Lay out the lines below as a Markdown table with two columns, Row and Line, numbering each row and omitting any blank lines.

[Pointing entries for labeled objects]
━━━

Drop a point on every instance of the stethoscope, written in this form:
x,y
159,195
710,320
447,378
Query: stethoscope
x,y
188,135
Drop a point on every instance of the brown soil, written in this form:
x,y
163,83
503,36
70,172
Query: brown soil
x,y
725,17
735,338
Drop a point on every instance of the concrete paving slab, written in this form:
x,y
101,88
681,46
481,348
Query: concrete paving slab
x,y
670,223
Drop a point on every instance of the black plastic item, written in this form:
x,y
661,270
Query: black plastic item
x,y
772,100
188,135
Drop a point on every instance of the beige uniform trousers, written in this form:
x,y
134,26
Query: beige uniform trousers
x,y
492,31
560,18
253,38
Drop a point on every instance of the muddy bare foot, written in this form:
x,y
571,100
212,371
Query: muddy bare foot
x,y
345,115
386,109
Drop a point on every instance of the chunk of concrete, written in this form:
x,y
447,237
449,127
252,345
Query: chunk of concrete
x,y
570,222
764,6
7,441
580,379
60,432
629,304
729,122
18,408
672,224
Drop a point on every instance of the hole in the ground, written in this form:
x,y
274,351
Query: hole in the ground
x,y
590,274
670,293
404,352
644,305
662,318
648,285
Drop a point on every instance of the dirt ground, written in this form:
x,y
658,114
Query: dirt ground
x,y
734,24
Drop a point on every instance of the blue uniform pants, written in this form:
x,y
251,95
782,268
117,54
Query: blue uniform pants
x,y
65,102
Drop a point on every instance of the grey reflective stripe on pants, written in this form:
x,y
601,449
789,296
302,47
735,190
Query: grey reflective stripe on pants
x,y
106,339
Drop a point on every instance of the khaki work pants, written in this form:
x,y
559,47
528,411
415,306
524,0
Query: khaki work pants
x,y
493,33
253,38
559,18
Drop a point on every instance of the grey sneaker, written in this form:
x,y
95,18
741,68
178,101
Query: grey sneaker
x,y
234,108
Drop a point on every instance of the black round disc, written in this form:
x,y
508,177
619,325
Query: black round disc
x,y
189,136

━━━

> **COMPLETE OUTPUT**:
| Row | Line |
|---|---|
| 1 | Drop a point on every instance of the stethoscope, written in this form: |
| 2 | x,y |
| 3 | 159,195 |
| 4 | 710,320 |
| 5 | 447,378 |
| 6 | Query: stethoscope |
| 7 | x,y |
| 8 | 188,135 |
| 9 | Drop a point on every instance of the brown soil, written in this form: |
| 10 | x,y |
| 11 | 163,83 |
| 12 | 503,36 |
| 13 | 70,172 |
| 14 | Query: brown soil |
| 15 | x,y |
| 16 | 725,17 |
| 17 | 735,338 |
| 18 | Drop a point on every instance of the concrete paving slab, written in this form: |
| 19 | x,y |
| 20 | 101,88 |
| 21 | 681,46 |
| 22 | 481,348 |
| 23 | Query: concrete paving slab |
| 24 | x,y |
| 25 | 670,223 |
| 26 | Drop a point on every instance of the black plastic item, written in this form: |
| 27 | x,y |
| 28 | 661,270 |
| 29 | Query: black plastic item |
| 30 | x,y |
| 31 | 772,100 |
| 32 | 188,135 |
| 33 | Drop a point on every instance of the beige uniform trousers, written in this form: |
| 34 | x,y |
| 35 | 134,26 |
| 36 | Query: beige uniform trousers |
| 37 | x,y |
| 38 | 492,31 |
| 39 | 560,18 |
| 40 | 253,38 |
| 41 | Drop a point on every instance of the muddy bare foot, written in this form: |
| 42 | x,y |
| 43 | 571,100 |
| 44 | 212,371 |
| 45 | Query: muddy bare foot |
| 46 | x,y |
| 47 | 345,115 |
| 48 | 386,109 |
| 49 | Drop a point on every instance of the chunk of concrete, written in this form: |
| 50 | x,y |
| 51 | 447,237 |
| 52 | 449,127 |
| 53 | 252,345 |
| 54 | Query: chunk of concrete |
| 55 | x,y |
| 56 | 570,222 |
| 57 | 764,6 |
| 58 | 7,441 |
| 59 | 580,379 |
| 60 | 60,432 |
| 61 | 629,304 |
| 62 | 729,122 |
| 63 | 18,408 |
| 64 | 672,224 |
| 65 | Drop a point on every instance of the hole in the ground, written in this form: |
| 66 | x,y |
| 67 | 274,351 |
| 68 | Query: hole in the ground |
| 69 | x,y |
| 70 | 590,274 |
| 71 | 670,293 |
| 72 | 404,352 |
| 73 | 644,305 |
| 74 | 662,318 |
| 75 | 648,285 |
| 76 | Drop a point on every instance of the dirt ground, written in this form: |
| 77 | x,y |
| 78 | 658,114 |
| 79 | Query: dirt ground |
| 80 | x,y |
| 81 | 734,24 |
| 82 | Drop a point on every instance of the blue uniform pants, written in this form: |
| 83 | x,y |
| 84 | 251,95 |
| 85 | 782,268 |
| 86 | 117,54 |
| 87 | Query: blue uniform pants |
| 88 | x,y |
| 89 | 65,102 |
| 90 | Drop a point on every instance of the grey reflective stripe on pants, written in this form: |
| 91 | x,y |
| 92 | 601,449 |
| 93 | 789,296 |
| 94 | 302,47 |
| 95 | 735,190 |
| 96 | Query: grey reflective stripe on pants |
| 97 | x,y |
| 98 | 106,339 |
| 99 | Drop a point on every instance of the khaki work pants, written in this form: |
| 100 | x,y |
| 101 | 559,47 |
| 102 | 528,411 |
| 103 | 415,306 |
| 104 | 524,0 |
| 105 | Query: khaki work pants |
| 106 | x,y |
| 107 | 493,33 |
| 108 | 253,38 |
| 109 | 559,18 |
| 110 | Drop a point on every instance of the grey sneaker, written in this form: |
| 111 | x,y |
| 112 | 95,18 |
| 113 | 741,68 |
| 114 | 178,101 |
| 115 | Query: grey sneaker |
| 116 | x,y |
| 117 | 234,108 |
| 118 | Drop a point on every instance of the black round disc, written in this form: |
| 119 | x,y |
| 120 | 508,177 |
| 121 | 619,325 |
| 122 | Query: black round disc |
| 123 | x,y |
| 124 | 189,136 |